## [INSTRUCTIONS TO FOLLOW]
Transcribe the records that follow, keeping every word as it stands.

#####

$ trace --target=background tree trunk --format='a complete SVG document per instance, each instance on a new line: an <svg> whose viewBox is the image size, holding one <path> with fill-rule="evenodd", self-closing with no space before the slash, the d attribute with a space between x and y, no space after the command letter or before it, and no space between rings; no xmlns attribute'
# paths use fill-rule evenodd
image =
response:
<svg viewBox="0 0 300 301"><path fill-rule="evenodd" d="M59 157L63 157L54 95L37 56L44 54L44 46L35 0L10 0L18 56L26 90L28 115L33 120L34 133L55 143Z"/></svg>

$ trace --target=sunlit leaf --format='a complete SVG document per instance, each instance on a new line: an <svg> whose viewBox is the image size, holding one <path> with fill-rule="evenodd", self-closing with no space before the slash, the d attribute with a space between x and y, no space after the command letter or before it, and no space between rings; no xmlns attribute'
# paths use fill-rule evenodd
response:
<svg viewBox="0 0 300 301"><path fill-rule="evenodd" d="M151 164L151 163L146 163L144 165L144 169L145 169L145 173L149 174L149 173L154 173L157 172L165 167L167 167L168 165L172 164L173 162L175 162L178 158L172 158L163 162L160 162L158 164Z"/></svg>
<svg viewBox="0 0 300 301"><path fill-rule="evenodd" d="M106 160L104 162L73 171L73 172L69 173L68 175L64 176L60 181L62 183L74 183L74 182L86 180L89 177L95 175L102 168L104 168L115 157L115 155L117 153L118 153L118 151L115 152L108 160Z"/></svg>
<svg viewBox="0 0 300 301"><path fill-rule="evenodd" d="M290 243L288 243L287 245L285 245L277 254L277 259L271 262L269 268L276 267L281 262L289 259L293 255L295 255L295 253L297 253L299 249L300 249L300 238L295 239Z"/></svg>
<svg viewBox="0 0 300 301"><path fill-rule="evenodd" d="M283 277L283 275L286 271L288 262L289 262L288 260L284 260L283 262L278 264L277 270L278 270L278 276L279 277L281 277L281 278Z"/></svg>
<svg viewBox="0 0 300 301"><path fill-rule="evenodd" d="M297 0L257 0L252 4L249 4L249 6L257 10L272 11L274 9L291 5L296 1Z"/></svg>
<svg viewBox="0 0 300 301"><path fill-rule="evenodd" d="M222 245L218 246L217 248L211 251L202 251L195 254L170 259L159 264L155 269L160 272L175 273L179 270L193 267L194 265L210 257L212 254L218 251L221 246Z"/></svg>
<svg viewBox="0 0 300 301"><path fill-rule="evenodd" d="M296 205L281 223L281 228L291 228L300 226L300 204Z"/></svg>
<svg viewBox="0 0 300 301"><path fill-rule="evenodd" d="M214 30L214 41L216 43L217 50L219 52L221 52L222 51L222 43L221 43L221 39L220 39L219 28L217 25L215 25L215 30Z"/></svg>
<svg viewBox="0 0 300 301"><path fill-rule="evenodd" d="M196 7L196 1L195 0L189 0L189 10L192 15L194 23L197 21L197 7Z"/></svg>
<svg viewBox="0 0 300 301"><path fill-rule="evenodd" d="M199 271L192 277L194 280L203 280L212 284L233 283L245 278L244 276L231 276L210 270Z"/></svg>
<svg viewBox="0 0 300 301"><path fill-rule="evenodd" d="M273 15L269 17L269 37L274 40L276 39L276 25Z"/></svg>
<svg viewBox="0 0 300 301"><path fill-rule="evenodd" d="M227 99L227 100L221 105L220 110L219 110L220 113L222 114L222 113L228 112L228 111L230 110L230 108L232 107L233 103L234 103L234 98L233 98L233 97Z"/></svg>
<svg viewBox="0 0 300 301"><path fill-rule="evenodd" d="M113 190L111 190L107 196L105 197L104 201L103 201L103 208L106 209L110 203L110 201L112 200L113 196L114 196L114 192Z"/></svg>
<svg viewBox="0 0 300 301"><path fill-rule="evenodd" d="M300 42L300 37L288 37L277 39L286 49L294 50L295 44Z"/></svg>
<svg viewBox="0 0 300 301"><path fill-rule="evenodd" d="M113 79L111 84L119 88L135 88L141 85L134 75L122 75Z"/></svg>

#####

## [TASK RESULT]
$ trace --target=background tree trunk --format='a complete SVG document per instance, each instance on a new line: an <svg> whose viewBox is the image size, holding one <path> with fill-rule="evenodd", self-closing with no space before the slash, the d attribute with a space between x and y, no space after the command letter or before it, and no space between rings; no xmlns attribute'
# paths use fill-rule evenodd
image =
response:
<svg viewBox="0 0 300 301"><path fill-rule="evenodd" d="M59 157L63 157L54 95L37 56L44 54L44 46L35 0L10 0L18 56L26 90L28 115L33 120L34 133L55 143Z"/></svg>

$ trace --target=sunlit leaf --format='a complete SVG document per instance, each instance on a new line: an <svg> whose viewBox is the image size, holding one <path> with fill-rule="evenodd", self-closing with no space before the slash, the d attribute with a space between x and y, no space after the command letter or before it, and no space between rings; no xmlns attribute'
# paths use fill-rule evenodd
response:
<svg viewBox="0 0 300 301"><path fill-rule="evenodd" d="M151 164L151 163L146 163L144 165L144 169L145 169L145 173L149 174L149 173L154 173L157 172L165 167L167 167L168 165L172 164L173 162L175 162L178 158L172 158L163 162L160 162L158 164Z"/></svg>
<svg viewBox="0 0 300 301"><path fill-rule="evenodd" d="M106 160L104 162L73 171L73 172L69 173L68 175L64 176L60 181L62 183L74 183L74 182L86 180L89 177L95 175L102 168L104 168L115 157L115 155L117 153L118 153L118 151L115 152L108 160Z"/></svg>
<svg viewBox="0 0 300 301"><path fill-rule="evenodd" d="M290 243L288 243L287 245L285 245L277 254L277 259L271 262L269 268L276 267L281 262L289 259L293 255L295 255L295 253L297 253L299 249L300 249L300 238L295 239Z"/></svg>
<svg viewBox="0 0 300 301"><path fill-rule="evenodd" d="M283 277L283 275L286 271L288 262L289 262L288 260L284 260L283 262L278 264L277 270L278 270L278 276L279 277L281 277L281 278Z"/></svg>
<svg viewBox="0 0 300 301"><path fill-rule="evenodd" d="M297 0L257 0L252 4L249 4L249 6L257 10L272 11L274 9L291 5L296 1Z"/></svg>
<svg viewBox="0 0 300 301"><path fill-rule="evenodd" d="M222 245L218 246L217 248L211 251L202 251L195 254L170 259L159 264L155 269L160 272L175 273L179 270L193 267L194 265L210 257L212 254L218 251L221 246Z"/></svg>
<svg viewBox="0 0 300 301"><path fill-rule="evenodd" d="M296 205L281 223L281 228L291 228L300 226L300 204Z"/></svg>
<svg viewBox="0 0 300 301"><path fill-rule="evenodd" d="M214 30L214 41L216 43L217 50L219 52L221 52L222 51L222 43L221 43L221 39L220 39L219 28L217 25L215 25L215 30Z"/></svg>
<svg viewBox="0 0 300 301"><path fill-rule="evenodd" d="M196 7L196 1L195 0L189 0L189 10L192 15L194 23L197 21L197 7Z"/></svg>
<svg viewBox="0 0 300 301"><path fill-rule="evenodd" d="M199 271L192 277L194 280L203 280L212 284L233 283L245 278L244 276L231 276L210 270Z"/></svg>
<svg viewBox="0 0 300 301"><path fill-rule="evenodd" d="M273 15L269 17L269 37L274 40L276 39L276 25Z"/></svg>
<svg viewBox="0 0 300 301"><path fill-rule="evenodd" d="M227 99L227 100L221 105L220 110L219 110L220 113L222 114L222 113L228 112L228 111L230 110L230 108L232 107L233 103L234 103L234 98L233 98L233 97Z"/></svg>
<svg viewBox="0 0 300 301"><path fill-rule="evenodd" d="M113 190L111 190L107 196L105 197L104 201L103 201L103 208L106 209L110 203L110 201L112 200L113 196L114 196L114 192Z"/></svg>
<svg viewBox="0 0 300 301"><path fill-rule="evenodd" d="M300 42L300 37L288 37L277 39L286 49L294 50L295 44Z"/></svg>
<svg viewBox="0 0 300 301"><path fill-rule="evenodd" d="M113 79L111 84L119 88L135 88L141 85L134 75L122 75Z"/></svg>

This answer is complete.